Dans le sys­tème de pro­duc­tion sco­laire, ces dif­fé­rentes valeurs ne sont pas fron­ta­le­ment éva­cuées, puisque l’efficacité peut théo­ri­que­ment être recher­chée par rap­port à la pour­suite d’objectifs mul­tiples, que ce soit le déve­lop­pe­ment de l’épanouissement de chaque élève, la pro­mo­tion des valeurs citoyennes ou la dimi­nu­tion des sor­ties d’élèves sans qua­li­fi­ca­tion. Il n’empêche que, en pra­tique, il implique de pour­suivre des objec­tifs qui soient visibles, mesu­rables, si bien que toutes les fina­li­tés ne seront pas pour­sui­vies avec la même inten­si­té et qu’une prio­ri­té sera don­née aux fina­li­tés les plus mesu­rables (comme l’amélioration des résul­tats moyens — une forme d’efficacité — ou l’égalisation des résul­tats entre genres ou groupes sociaux). Par ailleurs, la recherche d’une meilleure per­for­mance, l’amélioration de la qua­li­té et de l’efficacité de l’organisation sco­laire tend à deve­nir une pré­oc­cu­pa­tion per­ma­nente qui pour­rait se sub­sti­tuer et faire oublier les fina­li­tés au nom des­quelles on les pour­suit, condui­sant ain­si à la recherche de la per­for­mance en soi, dans un para­digme appa­rem­ment com­pa­tible avec toutes les fina­li­tés possibles.
☆ ☆ ☆
Énoncé écrit 1 –
D'après l'extrait sur le système de production scolaire, à quelles finalités une priorité sera-t-elle donnée en pratique ?
Énoncé écrit 2 –
Reprenez l'extrait sur le système de production scolaire après sa dernière phrase et rédigez-en la suite.
Les données qui viennent ensuite forment un matériau distinct de l'extrait.
☆ ☆ ☆
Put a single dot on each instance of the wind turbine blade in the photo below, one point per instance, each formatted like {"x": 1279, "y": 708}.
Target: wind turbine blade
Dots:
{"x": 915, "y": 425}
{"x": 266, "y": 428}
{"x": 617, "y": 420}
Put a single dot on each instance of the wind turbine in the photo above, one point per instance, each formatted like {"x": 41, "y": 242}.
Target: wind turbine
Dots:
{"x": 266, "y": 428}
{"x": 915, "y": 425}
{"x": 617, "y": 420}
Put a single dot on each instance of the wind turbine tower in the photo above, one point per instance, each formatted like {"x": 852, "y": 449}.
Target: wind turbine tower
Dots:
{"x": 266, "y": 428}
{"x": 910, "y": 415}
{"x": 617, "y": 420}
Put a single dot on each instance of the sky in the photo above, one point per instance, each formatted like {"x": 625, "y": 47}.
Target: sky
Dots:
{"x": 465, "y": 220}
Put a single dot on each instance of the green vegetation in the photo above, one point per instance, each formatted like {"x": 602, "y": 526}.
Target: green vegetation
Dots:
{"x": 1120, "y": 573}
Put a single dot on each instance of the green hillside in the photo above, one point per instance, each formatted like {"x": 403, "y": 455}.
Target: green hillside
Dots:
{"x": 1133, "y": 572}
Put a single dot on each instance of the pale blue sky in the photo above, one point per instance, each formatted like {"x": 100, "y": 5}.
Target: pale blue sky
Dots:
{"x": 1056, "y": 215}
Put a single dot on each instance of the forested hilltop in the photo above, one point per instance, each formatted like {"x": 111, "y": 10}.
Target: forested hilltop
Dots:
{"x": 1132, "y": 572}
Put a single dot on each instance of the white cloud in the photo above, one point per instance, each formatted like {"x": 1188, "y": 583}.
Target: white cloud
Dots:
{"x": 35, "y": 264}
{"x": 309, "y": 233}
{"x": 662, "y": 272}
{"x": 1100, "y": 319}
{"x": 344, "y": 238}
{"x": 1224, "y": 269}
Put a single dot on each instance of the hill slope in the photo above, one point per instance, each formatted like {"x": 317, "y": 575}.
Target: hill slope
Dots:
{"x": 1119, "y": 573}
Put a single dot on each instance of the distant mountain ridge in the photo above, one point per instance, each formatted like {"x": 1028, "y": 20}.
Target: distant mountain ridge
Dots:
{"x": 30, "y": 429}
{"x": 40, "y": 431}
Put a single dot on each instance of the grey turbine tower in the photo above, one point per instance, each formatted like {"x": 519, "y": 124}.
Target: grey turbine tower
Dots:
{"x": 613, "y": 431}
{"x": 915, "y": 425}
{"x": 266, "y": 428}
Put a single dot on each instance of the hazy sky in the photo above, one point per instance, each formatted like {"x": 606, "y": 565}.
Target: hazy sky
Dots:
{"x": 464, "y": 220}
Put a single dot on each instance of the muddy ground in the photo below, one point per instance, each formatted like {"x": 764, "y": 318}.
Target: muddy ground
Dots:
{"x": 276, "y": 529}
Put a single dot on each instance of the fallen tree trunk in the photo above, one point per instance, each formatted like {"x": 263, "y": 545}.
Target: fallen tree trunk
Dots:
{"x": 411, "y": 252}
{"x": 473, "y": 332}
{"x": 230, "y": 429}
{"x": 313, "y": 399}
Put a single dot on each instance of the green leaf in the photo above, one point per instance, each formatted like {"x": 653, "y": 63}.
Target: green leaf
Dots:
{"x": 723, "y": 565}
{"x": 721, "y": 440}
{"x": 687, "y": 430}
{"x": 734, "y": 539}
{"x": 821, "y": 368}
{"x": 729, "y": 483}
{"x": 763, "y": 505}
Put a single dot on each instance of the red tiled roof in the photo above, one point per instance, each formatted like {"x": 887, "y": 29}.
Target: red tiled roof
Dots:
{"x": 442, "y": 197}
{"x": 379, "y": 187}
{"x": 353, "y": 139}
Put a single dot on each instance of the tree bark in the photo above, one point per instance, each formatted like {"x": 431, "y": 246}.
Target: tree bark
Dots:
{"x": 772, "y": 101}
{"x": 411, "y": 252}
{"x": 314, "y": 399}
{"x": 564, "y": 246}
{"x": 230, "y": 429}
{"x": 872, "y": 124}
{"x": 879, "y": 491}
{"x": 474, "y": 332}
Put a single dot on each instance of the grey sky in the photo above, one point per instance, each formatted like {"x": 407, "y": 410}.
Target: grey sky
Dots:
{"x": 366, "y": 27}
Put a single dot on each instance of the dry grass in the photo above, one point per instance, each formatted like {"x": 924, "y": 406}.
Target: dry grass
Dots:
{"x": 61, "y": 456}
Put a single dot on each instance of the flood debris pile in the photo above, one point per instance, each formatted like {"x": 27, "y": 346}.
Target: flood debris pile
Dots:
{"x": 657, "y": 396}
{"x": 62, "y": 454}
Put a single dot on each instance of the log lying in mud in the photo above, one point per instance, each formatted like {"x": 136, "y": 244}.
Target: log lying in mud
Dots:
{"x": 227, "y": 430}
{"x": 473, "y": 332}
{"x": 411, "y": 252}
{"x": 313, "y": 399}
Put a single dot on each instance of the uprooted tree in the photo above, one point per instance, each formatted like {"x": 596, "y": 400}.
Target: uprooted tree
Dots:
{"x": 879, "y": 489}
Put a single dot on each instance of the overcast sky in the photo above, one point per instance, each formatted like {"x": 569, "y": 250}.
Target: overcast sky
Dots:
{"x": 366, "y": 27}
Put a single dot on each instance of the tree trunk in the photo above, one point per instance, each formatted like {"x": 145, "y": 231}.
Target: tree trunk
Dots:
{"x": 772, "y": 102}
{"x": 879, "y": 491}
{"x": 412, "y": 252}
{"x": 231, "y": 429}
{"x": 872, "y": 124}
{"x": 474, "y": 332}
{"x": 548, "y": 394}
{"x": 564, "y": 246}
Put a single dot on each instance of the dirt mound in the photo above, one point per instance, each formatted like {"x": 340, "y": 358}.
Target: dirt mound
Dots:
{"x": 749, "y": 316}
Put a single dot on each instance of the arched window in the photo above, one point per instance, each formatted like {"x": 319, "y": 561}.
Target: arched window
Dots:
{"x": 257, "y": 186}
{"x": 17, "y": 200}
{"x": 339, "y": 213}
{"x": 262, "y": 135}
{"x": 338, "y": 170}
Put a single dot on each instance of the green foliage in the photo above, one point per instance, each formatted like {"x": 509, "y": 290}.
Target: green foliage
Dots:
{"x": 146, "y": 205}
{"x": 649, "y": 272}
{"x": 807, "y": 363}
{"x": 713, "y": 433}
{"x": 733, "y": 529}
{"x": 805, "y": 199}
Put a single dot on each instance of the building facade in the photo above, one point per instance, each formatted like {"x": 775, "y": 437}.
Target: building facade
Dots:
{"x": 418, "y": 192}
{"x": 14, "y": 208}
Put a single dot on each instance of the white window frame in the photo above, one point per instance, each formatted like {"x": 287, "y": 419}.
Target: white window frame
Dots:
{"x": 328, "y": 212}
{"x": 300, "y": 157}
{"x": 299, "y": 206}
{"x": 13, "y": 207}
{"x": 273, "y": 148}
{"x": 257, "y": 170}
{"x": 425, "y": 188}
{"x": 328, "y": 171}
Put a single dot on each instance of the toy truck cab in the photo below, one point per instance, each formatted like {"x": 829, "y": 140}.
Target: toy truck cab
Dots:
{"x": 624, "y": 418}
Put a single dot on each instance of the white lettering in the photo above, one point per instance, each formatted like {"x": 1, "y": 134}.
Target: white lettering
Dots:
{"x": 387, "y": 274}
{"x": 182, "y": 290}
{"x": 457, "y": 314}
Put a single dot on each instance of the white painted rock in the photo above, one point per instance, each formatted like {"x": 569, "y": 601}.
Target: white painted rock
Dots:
☆ ☆ ☆
Résultat 1 –
Aux finalités les plus mesurables, comme l'amélioration des résultats moyens ou l'égalisation des résultats entre genres ou groupes sociaux.

Résultat 2 –
Les normes définissant des écarts entre le réel perçu et le réel souhaité

Dans le nou­veau para­digme, le sou­hai­table est défi­ni en termes de per­for­mances sco­laires (rela­tives à l’acquisition de savoirs, com­pé­tences, savoir-faire, « savoir-être »). Plus pré­ci­sé­ment, ce sont des résul­tats mesu­rables qui consti­tuent l’opérationnalisation de ce sou­hai­table. Des réfé­rences chif­frées (data) deviennent des stan­dards par rap­port aux­quels on confronte les résul­tats effec­tifs. Les écarts à ces stan­dards des­sinent alors les objec­tifs à pour­suivre par la poli­tique. Cela signi­fie que la défi­ni­tion d’indicateurs et stan­dards devient clé dans la conduite des politiques.

Par oppo­si­tion, le sou­hai­table était anté­rieu­re­ment défi­ni en termes de valeurs, de normes ou pro­prié­tés réfé­rées à la socia­li­sa­tion néces­saire des indi­vi­dus : ain­si entre les réseaux d’enseignement belges, cer­taines figures de réfé­rence pou­vaient être par­ta­gées (idéal de l’humaniste au terme des huma­ni­tés), mais décli­nées à la lumière de péda­go­gies reliées à une réfé­rence chré­tienne révé­lée ou à une réfé­rence laïque valo­ri­sant l’«éclairement » et la raison.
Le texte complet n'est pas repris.